Изучаем материал
- A) Какую отметку, согласно исходному тексту, поставила учительница биологии за реплику в конкурсе капитанов школьного КВНа?
- B) Напишите продолжение исходного текста, начиная сразу после его последнего предложения.

Исходный текст

_____

Friday, 13 Dec 2013 Tags: 2013bikes

Впервые я познакомился с миром сплетен довольно поздно. Несмотря на то, что ненавязчивым тихоней научился прозябать только годам к тридцати. В школе, как ни странно, я был фигурой довольно заметной. Видимо, ровно настолько, чтобы нужды в сплетнях у окружающих не возникало вовсе. Я сам поставлял достаточное для пересудов количество неоспоримых фактов.

Зачет по биологии, например, я получил за реплику в конкурсе капитанов школьного КВНа. Посетовав на утерю любимым учителем вторичных половых признаков. Тогда это казалось довольно смелым и оригинальным. Зал, естественно, заржал (толпу вообще можно быстро расшевелить только паховыми областями). Рассудительная и многое повидавшая биологичка сказала: «Судя по этому гоготу, в терминологических отличиях бороды и яиц разбираешься здесь только ты». И поставила трояк. (Я повторил этот трюк через год; биология — определенно не мой конек. Вытянув на выпускном экзамене несчастливый билет, я сумел ответить только на один вопрос из пяти, гласивший: «Укажите основную причину увеличения числа межвидовых скрещиваний в последние двести лет?». Нашкрябав: «Падение нравов», я пошел курить. Т. К. тяжело вздохнула, и обошлось без пересдачи.)

_____

Данные для привязки объектов по описанию на естественном языке
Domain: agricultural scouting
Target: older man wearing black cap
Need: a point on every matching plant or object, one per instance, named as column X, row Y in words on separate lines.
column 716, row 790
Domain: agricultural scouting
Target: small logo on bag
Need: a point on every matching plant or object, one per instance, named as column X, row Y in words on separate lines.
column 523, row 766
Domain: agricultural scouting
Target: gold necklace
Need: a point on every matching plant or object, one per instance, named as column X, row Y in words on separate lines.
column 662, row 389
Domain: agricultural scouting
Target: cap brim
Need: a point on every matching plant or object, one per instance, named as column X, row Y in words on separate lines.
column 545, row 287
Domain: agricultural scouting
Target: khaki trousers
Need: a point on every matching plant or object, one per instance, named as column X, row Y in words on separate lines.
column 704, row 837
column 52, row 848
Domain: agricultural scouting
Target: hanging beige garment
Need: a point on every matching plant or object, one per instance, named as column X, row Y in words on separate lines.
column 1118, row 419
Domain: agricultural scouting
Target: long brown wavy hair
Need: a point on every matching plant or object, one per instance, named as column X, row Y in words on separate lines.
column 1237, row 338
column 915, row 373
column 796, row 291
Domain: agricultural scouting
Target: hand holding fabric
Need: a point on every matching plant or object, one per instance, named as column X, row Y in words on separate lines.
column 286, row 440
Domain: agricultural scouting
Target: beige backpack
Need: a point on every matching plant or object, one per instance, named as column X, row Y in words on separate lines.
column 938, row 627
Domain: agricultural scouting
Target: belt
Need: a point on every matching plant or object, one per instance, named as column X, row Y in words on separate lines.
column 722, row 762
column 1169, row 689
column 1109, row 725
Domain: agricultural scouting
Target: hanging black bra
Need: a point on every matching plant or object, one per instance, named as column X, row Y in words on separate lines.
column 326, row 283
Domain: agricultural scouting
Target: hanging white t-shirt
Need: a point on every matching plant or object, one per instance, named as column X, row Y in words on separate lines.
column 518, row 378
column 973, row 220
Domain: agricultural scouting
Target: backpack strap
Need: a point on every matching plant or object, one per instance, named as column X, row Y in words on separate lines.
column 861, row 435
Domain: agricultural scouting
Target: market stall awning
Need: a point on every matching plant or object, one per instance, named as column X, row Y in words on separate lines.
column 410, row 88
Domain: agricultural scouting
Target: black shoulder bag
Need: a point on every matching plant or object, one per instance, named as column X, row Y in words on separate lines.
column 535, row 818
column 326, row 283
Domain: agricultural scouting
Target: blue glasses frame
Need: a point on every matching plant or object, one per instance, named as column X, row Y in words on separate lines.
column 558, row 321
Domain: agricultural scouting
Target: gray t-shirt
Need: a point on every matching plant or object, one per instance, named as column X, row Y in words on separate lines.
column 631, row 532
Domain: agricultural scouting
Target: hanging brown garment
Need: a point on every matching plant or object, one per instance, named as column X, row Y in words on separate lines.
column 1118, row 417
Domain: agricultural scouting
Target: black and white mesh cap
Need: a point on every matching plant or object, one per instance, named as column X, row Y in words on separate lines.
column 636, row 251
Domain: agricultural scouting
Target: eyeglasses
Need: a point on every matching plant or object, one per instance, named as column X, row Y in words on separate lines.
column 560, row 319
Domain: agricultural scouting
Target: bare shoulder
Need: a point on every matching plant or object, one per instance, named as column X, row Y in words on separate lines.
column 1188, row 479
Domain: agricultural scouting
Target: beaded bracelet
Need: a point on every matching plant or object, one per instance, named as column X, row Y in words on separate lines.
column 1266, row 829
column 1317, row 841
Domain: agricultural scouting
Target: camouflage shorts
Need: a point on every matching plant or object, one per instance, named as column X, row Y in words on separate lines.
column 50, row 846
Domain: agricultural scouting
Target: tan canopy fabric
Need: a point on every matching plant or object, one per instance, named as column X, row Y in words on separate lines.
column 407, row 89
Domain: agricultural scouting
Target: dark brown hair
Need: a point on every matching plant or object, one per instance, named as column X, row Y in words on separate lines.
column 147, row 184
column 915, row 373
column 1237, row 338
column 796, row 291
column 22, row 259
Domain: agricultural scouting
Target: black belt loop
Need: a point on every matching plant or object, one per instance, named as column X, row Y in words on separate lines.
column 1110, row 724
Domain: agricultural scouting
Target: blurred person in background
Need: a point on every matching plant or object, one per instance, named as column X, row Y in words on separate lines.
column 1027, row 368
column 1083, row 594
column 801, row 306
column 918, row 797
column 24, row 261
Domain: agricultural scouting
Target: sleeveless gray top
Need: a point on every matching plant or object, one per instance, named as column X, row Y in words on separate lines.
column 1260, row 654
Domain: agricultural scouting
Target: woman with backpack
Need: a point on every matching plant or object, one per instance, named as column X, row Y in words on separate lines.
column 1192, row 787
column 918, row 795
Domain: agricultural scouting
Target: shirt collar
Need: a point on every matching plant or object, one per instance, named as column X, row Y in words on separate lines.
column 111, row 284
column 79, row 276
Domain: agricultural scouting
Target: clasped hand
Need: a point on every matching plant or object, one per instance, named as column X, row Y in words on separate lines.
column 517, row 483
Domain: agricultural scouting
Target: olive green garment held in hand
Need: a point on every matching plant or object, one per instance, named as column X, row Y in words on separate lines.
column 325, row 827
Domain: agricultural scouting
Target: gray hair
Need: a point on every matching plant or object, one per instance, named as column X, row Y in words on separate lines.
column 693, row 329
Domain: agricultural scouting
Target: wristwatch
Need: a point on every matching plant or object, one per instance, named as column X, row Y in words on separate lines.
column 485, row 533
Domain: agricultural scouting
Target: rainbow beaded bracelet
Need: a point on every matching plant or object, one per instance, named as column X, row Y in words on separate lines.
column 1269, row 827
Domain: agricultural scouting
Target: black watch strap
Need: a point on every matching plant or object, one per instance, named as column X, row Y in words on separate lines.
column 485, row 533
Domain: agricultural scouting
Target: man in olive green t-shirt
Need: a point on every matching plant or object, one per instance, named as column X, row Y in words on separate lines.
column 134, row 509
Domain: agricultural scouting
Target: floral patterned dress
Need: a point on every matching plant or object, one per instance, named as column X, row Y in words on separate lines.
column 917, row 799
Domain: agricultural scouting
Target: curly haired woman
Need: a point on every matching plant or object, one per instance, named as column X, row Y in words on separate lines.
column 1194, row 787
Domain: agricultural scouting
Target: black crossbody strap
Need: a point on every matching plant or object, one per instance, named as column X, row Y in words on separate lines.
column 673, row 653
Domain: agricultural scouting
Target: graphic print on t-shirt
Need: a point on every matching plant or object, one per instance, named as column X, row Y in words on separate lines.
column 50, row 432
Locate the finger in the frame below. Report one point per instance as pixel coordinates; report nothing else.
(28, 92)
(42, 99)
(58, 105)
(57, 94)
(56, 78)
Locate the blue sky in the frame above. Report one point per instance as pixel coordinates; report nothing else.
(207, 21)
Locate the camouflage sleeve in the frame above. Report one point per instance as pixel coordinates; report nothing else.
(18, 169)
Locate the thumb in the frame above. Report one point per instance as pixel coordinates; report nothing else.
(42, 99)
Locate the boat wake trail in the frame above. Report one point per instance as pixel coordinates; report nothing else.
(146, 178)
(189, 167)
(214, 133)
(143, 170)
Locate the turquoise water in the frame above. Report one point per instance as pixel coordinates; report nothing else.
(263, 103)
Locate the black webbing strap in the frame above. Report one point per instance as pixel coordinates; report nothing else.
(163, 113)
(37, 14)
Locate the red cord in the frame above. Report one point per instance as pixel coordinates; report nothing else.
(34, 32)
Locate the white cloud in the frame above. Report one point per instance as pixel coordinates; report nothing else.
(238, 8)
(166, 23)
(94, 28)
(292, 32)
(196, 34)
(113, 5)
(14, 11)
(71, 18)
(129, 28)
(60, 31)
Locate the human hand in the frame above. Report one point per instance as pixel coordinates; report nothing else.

_____

Ожидаемые ответы
- A) Трояк.

- B)
Так вот, в школе я как-то не сталкивался со сплетнями. У меня самого идиосинкразия даже на попытки просто упомянуть имена третьих лиц в разговоре, друзья обсуждали в то время преимущественно стихи Хлебникова и большую теорему Ферма. Врагов у меня, кажется, не было никогда. Понятие «ходят слухи» у меня ассоциировалось исключительно с отменой талонов на водку.

И вот мы поступили в Политех и поехали в колхоз. Деревня Зверево, между Выборгом и Приозерском. Двенадцать часов на поле. Из развлечений: флирт с поварихами из колхозной столовой и гипотетическая вероятность ночных набегов местных.

Первые несколько дней мы привыкали к новому распорядку дня. Потом научились спать в прицепе трактора, прямо на свежесобранной картошке. Распили ящик с местными и уладили все конфликты. Отправили всех негодных к сбору урожая обратно в город. Быт даже как-то наладился. Например, в нашем бараке появились занавески из найденной в сенях мешковины.

И тут вдруг я заметил, что на меня как-то странно косятся однокурсники. Некоторые неохотно здороваются за руку. Не зовут играть в лабиринт. Даже сигареты почти перестали стрелять.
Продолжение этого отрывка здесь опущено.